[Referring expression pointing data]

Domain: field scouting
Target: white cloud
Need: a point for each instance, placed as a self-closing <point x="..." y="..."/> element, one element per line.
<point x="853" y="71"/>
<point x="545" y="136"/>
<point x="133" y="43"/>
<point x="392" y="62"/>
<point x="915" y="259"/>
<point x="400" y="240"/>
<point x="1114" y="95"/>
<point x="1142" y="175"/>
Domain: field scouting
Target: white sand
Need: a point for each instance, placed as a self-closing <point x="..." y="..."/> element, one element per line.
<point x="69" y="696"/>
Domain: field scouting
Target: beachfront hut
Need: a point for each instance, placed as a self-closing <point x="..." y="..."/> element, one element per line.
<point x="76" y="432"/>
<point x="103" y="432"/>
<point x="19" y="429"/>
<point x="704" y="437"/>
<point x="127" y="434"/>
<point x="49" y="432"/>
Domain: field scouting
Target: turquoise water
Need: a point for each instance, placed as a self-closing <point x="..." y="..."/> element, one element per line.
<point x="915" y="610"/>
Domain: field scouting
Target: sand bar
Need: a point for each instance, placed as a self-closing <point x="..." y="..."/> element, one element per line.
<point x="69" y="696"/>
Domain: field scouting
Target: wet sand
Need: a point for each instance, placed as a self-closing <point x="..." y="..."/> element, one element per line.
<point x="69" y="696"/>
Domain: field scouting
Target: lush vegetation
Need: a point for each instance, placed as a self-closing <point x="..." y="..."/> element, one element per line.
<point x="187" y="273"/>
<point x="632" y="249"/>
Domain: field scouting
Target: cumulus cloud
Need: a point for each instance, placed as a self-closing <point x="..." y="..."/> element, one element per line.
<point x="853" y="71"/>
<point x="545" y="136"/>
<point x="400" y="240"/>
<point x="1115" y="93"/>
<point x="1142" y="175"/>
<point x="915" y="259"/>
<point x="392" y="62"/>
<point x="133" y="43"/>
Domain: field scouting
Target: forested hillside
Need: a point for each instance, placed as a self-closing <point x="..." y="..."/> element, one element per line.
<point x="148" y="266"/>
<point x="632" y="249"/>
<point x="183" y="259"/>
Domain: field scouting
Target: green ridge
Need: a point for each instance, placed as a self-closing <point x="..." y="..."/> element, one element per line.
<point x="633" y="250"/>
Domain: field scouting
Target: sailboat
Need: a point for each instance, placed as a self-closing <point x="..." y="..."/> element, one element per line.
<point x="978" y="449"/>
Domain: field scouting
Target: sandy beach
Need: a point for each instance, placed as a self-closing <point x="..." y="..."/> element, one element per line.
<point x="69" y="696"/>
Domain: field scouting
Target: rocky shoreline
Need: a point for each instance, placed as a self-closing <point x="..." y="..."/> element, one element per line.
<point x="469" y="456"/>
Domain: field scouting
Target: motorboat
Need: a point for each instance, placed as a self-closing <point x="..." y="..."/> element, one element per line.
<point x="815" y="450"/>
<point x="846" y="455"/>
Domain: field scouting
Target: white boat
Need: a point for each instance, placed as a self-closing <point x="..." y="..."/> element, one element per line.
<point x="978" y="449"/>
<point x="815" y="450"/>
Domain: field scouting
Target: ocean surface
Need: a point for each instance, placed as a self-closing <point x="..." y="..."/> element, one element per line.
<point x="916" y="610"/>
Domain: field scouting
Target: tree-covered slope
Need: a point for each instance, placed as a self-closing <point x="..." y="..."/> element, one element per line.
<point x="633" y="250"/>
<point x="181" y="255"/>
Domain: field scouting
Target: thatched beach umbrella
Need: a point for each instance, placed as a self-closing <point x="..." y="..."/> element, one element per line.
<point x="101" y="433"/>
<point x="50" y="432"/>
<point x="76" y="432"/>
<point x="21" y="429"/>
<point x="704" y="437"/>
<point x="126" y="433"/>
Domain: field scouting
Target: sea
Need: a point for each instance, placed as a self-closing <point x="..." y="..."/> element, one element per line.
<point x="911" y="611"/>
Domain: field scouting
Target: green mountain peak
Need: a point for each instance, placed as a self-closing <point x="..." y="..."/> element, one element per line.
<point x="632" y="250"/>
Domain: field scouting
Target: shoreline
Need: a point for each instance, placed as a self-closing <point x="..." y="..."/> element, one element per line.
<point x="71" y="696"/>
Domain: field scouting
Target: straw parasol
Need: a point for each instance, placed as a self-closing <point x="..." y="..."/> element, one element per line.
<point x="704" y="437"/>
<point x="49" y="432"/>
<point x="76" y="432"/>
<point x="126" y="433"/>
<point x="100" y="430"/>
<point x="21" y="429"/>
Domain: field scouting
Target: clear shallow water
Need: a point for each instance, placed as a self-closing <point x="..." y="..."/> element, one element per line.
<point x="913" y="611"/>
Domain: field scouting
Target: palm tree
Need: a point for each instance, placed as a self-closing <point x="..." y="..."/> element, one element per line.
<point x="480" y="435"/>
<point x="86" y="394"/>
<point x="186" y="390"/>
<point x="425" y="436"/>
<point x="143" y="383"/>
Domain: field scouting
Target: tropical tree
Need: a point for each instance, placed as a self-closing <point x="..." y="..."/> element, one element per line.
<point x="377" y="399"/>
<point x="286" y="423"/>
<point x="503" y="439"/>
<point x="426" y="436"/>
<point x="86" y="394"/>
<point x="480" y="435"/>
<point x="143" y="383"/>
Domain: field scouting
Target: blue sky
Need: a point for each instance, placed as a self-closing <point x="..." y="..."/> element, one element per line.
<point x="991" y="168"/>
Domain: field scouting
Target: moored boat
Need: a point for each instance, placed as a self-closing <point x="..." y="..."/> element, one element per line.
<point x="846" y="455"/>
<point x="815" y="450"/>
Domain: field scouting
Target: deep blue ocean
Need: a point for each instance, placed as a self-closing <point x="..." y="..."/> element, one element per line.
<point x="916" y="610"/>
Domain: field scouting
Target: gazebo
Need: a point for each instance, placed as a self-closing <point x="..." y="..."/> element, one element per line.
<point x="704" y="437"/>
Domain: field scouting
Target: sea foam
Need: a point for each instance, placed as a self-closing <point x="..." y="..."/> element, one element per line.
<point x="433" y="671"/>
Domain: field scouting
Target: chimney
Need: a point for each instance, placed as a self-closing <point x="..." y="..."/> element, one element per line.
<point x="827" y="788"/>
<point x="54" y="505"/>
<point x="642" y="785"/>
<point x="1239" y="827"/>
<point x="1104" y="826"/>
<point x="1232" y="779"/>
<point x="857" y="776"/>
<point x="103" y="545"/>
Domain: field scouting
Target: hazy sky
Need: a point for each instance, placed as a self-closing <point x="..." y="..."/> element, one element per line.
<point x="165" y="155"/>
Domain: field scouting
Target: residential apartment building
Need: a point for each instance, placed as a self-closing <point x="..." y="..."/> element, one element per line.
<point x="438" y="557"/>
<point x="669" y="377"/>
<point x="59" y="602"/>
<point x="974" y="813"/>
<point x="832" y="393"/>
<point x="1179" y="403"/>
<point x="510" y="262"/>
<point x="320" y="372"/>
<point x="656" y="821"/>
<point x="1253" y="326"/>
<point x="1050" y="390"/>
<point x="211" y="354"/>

**What is required**
From the records above, pull out each line that has "green".

**Problem solution**
Target: green ridge
Target: green mountain peak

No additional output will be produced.